▶ **Texte retenu**:
○ ○ ○ ○ ○ ○ ○
Quelle douleur, quelle frustration singulière que de se sentir désespéré par l’Homme parce qu’il n’a d’yeux que pour lui-même. Tenez, je me demande ce qu’ont fait ces photographes de non-presse de leurs clichés du sauvetage. Comme il n’y a plus besoin de développer LA photo digne du Pulitzer, qu’on n’a plus recours à l’album cartonné parce que la tablette/écran/télé/ordinateur fait le boulot sans encombrer les étagères, et parce qu’on n’a rien d’autre à faire que d’engranger des milliers de clichés que personne ne regardera plus jamais… Ont-ils donc glissés ces photos « héroïques » dans leurs propres albums personnels, ceci comme pour dire « j’y étais ». Triste époque où un souvenir d’un Berlin réunifié de 89 avait une valeur sur la pellicule… aujourd’hui c’est la photo de la dernière gourde de la semaine prise en position scabreuse qui fait l’actu. Saint Pierre, priez pour nous… ou pas, vous l’athée, l’amoureux du sens et non du divin, épris d’humanisme là où d’autres idolâtrent des icônes.
○ ○ ○ ○ ○ ○ ○
▶ **Consigne**: Reprenez le texte sur les clichés du sauvetage après sa dernière phrase et poursuivez-le dans le même registre. Ces données ne sont pas nécessaires pour traiter la consigne.

▶ **Données fournies**:
○ ○ ○ ○ ○ ○ ○
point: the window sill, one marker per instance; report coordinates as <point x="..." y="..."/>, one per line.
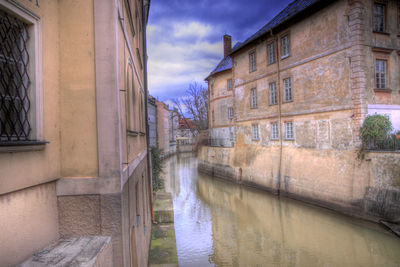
○ ○ ○ ○ ○ ○ ○
▶ **Résultat**:
Et puis, au fond, la matière de l’humoriste est forcément la bêtise, la folie, l’infâme. L’ironie n’a de sens que lorsqu’elle est forgée avec le métal des armes de guerre, l’humour se construit avec les briques d’une société nécessairement malade d’elle-même, et le chroniqueur à l’œil affûté ne peut que se délecter que son monde est tel qu’il est… « Sinon je ne pourrais plus faire de calembour, et ce à pas moins de deux cents balles la blague. Faut pas déconner, l’humoriste doit vivre de son art, sous peine de ne plus avoir de sens ! ».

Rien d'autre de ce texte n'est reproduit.